***** RECORDS SHOWN

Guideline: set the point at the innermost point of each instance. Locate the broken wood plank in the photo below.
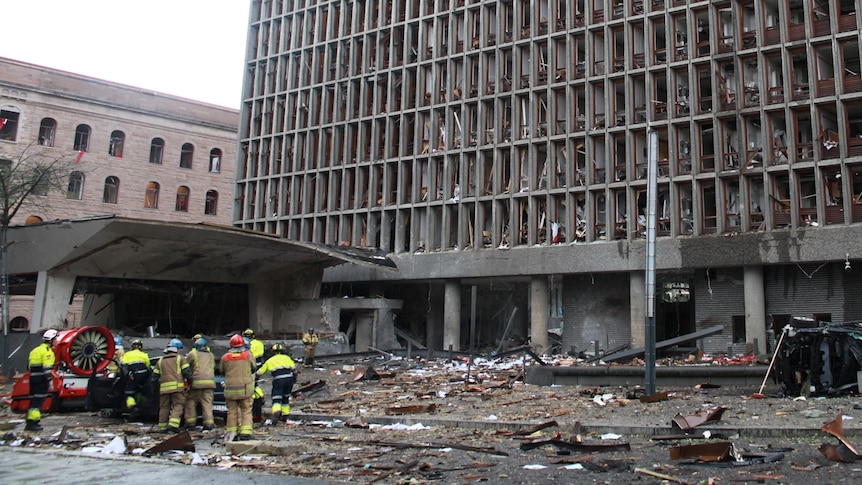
(665, 344)
(577, 446)
(180, 441)
(412, 409)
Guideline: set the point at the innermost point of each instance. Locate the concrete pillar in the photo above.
(262, 307)
(637, 306)
(755, 306)
(364, 331)
(539, 313)
(51, 303)
(452, 315)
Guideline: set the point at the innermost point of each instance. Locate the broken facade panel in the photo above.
(464, 127)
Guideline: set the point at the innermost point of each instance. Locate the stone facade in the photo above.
(36, 95)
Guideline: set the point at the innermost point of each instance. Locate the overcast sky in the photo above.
(189, 48)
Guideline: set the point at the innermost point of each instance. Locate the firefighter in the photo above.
(137, 366)
(255, 345)
(172, 371)
(200, 335)
(282, 368)
(201, 389)
(238, 367)
(118, 355)
(309, 339)
(41, 363)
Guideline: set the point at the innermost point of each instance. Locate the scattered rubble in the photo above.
(393, 420)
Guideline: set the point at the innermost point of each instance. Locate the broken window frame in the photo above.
(151, 195)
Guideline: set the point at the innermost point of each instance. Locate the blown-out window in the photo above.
(76, 186)
(186, 154)
(111, 191)
(115, 146)
(47, 130)
(215, 160)
(157, 150)
(211, 205)
(151, 196)
(9, 116)
(82, 138)
(182, 199)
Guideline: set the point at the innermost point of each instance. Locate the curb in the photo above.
(629, 430)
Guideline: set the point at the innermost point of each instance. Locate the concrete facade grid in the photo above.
(445, 132)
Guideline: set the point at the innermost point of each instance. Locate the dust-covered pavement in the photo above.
(420, 422)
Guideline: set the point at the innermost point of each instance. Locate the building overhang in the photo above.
(115, 247)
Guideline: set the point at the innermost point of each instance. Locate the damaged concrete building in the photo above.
(497, 150)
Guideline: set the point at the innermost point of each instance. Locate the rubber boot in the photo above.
(32, 426)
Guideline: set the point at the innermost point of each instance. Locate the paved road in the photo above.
(61, 468)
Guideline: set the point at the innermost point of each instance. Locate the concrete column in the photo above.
(262, 307)
(51, 303)
(539, 313)
(637, 306)
(452, 315)
(755, 306)
(364, 331)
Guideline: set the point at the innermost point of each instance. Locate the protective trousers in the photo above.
(171, 407)
(38, 394)
(239, 416)
(205, 398)
(281, 388)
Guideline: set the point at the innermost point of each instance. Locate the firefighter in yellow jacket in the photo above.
(136, 364)
(172, 371)
(202, 387)
(41, 363)
(282, 368)
(309, 339)
(255, 346)
(238, 367)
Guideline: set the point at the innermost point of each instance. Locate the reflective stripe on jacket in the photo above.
(170, 368)
(238, 369)
(256, 348)
(41, 360)
(202, 363)
(280, 365)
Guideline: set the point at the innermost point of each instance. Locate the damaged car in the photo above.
(817, 358)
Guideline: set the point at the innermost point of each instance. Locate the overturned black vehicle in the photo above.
(819, 358)
(106, 395)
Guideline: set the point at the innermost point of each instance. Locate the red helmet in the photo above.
(237, 341)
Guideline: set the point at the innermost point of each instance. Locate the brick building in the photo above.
(501, 145)
(142, 154)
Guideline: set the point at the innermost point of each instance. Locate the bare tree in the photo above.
(26, 177)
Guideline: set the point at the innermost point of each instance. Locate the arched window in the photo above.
(19, 324)
(157, 149)
(182, 198)
(112, 190)
(115, 146)
(151, 198)
(82, 138)
(47, 130)
(186, 154)
(76, 186)
(9, 116)
(211, 205)
(215, 160)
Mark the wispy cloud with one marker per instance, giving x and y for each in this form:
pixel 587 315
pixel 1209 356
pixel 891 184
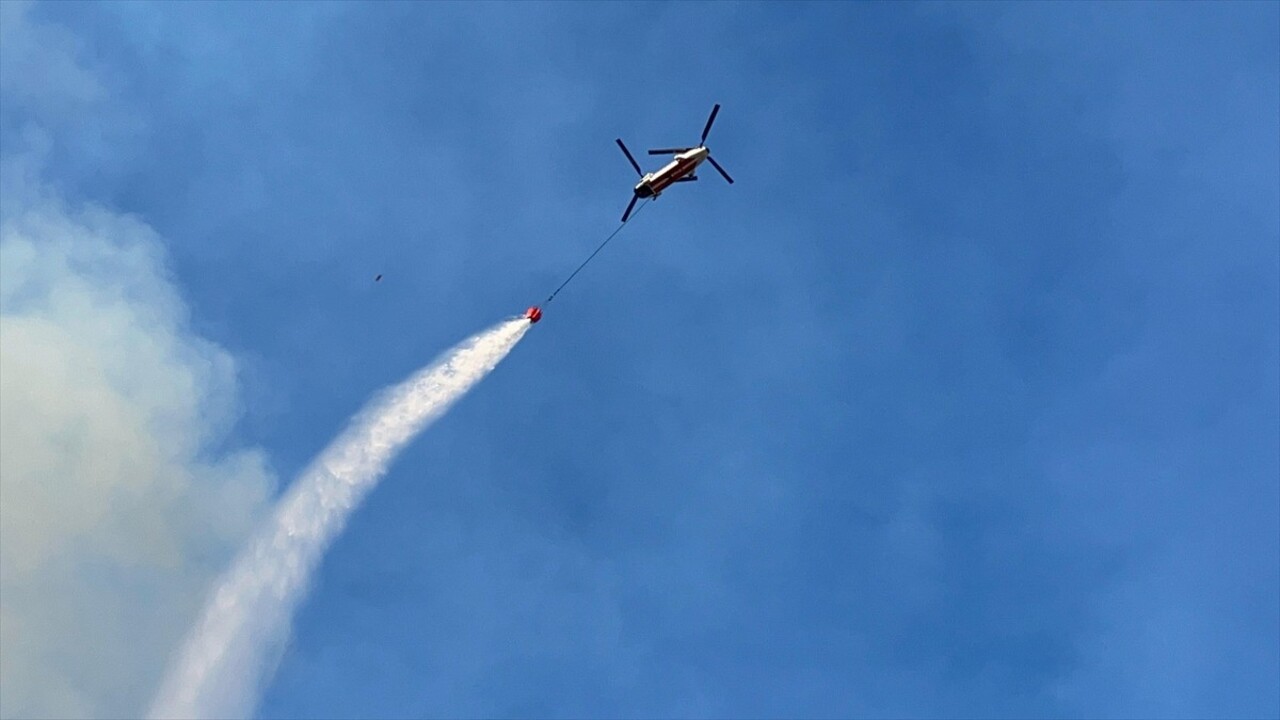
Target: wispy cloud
pixel 118 500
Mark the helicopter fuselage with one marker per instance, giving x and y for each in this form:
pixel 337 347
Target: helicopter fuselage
pixel 682 165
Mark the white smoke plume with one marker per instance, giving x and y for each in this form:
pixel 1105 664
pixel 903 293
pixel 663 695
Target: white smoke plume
pixel 223 664
pixel 117 505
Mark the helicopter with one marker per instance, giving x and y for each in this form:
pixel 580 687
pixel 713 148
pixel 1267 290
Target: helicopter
pixel 681 167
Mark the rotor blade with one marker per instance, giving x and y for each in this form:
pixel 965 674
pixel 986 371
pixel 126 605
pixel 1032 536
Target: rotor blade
pixel 627 153
pixel 714 164
pixel 709 121
pixel 630 206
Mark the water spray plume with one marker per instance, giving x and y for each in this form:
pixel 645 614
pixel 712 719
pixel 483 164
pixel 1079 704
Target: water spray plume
pixel 224 661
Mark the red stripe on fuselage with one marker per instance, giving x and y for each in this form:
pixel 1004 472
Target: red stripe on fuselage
pixel 663 182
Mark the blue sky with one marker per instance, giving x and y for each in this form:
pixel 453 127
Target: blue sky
pixel 963 401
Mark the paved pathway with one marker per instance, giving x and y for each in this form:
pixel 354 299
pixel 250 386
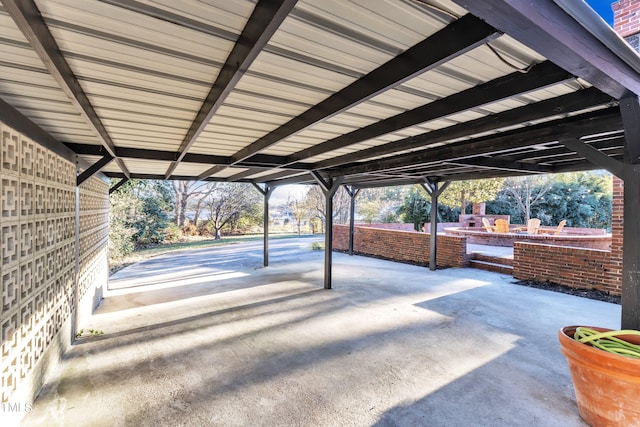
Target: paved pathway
pixel 209 337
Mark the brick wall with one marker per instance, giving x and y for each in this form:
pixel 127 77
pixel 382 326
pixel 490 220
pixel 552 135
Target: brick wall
pixel 626 17
pixel 575 267
pixel 402 246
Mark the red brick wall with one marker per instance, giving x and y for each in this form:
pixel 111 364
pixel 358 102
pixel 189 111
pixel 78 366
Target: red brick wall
pixel 575 267
pixel 403 246
pixel 626 17
pixel 390 226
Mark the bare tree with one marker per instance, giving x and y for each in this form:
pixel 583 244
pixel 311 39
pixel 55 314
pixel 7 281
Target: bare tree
pixel 226 201
pixel 316 205
pixel 299 211
pixel 528 191
pixel 184 192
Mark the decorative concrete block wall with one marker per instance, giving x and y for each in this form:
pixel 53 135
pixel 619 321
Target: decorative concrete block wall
pixel 38 259
pixel 404 246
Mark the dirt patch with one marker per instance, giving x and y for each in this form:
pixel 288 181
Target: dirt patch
pixel 585 293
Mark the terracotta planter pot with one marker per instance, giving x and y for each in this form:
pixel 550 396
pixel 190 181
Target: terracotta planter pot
pixel 607 385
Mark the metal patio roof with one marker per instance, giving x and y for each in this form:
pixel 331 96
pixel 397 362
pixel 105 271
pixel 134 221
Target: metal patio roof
pixel 380 92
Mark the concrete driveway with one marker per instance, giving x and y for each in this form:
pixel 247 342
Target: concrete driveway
pixel 209 337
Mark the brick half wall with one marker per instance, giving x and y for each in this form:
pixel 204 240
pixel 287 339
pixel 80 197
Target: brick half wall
pixel 579 268
pixel 403 246
pixel 576 267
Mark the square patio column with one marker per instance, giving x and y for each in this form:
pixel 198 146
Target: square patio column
pixel 329 188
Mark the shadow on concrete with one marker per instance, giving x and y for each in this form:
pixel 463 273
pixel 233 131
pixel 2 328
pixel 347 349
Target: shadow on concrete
pixel 390 345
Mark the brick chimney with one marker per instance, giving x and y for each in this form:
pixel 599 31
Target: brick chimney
pixel 626 21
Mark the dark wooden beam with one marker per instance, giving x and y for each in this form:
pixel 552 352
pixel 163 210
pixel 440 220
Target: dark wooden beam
pixel 595 156
pixel 631 225
pixel 276 175
pixel 171 178
pixel 506 165
pixel 329 187
pixel 117 186
pixel 630 110
pixel 264 21
pixel 27 17
pixel 457 38
pixel 546 28
pixel 577 126
pixel 432 187
pixel 560 105
pixel 541 75
pixel 244 174
pixel 300 179
pixel 353 193
pixel 94 169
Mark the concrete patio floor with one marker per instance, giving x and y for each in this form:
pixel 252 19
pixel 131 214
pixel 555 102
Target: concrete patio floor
pixel 209 337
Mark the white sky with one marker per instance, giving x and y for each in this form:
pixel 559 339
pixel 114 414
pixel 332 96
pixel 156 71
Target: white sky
pixel 280 194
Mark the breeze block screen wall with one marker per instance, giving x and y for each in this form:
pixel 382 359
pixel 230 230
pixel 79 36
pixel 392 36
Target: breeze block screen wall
pixel 48 273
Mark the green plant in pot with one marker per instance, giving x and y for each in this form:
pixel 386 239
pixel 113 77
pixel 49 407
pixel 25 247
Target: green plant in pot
pixel 605 369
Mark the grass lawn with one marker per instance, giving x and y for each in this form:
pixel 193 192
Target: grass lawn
pixel 187 244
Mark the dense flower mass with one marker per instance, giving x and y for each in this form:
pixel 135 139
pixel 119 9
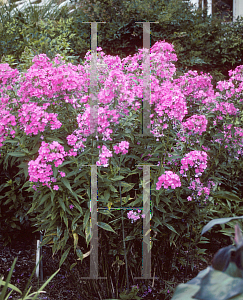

**********

**EXERCISE**: Would you copy, unchanged, the stretch of the records above that begins at the line containing "overhang in the photo above." and ends at the line containing "pixel 587 315", and only that?

**FINISHED TASK**:
Guideline: set the point at the innermost point of each instance. Locate the building overhang in the photo above.
(115, 247)
Guideline: set the point at the innermost point of each instance. Locate the damaged concrete building in the photo above.
(497, 150)
Guideline: set the point at the innermost point of each instance. Locate the rubber boot in the photo above.
(32, 426)
Guideline: set the point at the innermost point of each instance. Locate the paved road in the photo above.
(61, 468)
Guideline: set the point at the innermost point of each instance. Locate the concrete column in the photo above.
(262, 307)
(51, 303)
(539, 313)
(637, 306)
(452, 315)
(755, 306)
(364, 331)
Guideline: set the point at the innermost point of each instance. Locate the protective trousers in the photo above.
(171, 407)
(38, 394)
(239, 416)
(205, 398)
(281, 388)
Guideline: set the point at the innermost point of each instance. Locate the firefighter in yellow jacket in the photo above.
(136, 364)
(172, 371)
(202, 387)
(41, 363)
(282, 368)
(309, 339)
(255, 346)
(238, 367)
Guideline: set the point at the innermost point of each instance. Locate the reflective stripe on jacket in the photo above.
(170, 368)
(238, 369)
(256, 348)
(41, 360)
(202, 363)
(280, 365)
Guideline: set the point at the innermost point of each instance. Locate the damaged car in the photo above.
(817, 358)
Guideline: set the point at the innermost point of each instance. Locate the overturned black vehicle in the photo above.
(819, 358)
(106, 395)
Guideline: set the point at the innermost point of each instance. Locate the red helmet in the photo above.
(237, 341)
Guideline: set the point at the innermost point of each instance. Locate the brick building in the photo above.
(501, 145)
(142, 154)
Guideline: set the point at the innermost point of each instance. Locate the bare tree in the photo above.
(26, 177)
Guideline: set the point at the innermost point of each instance. Locate the arched window in the photo above.
(19, 324)
(157, 149)
(182, 198)
(112, 190)
(115, 146)
(151, 198)
(82, 138)
(47, 130)
(186, 154)
(76, 186)
(9, 116)
(211, 205)
(215, 160)
Mark the wispy cloud with one marker per instance, giving x and y for each in this form:
pixel 587 315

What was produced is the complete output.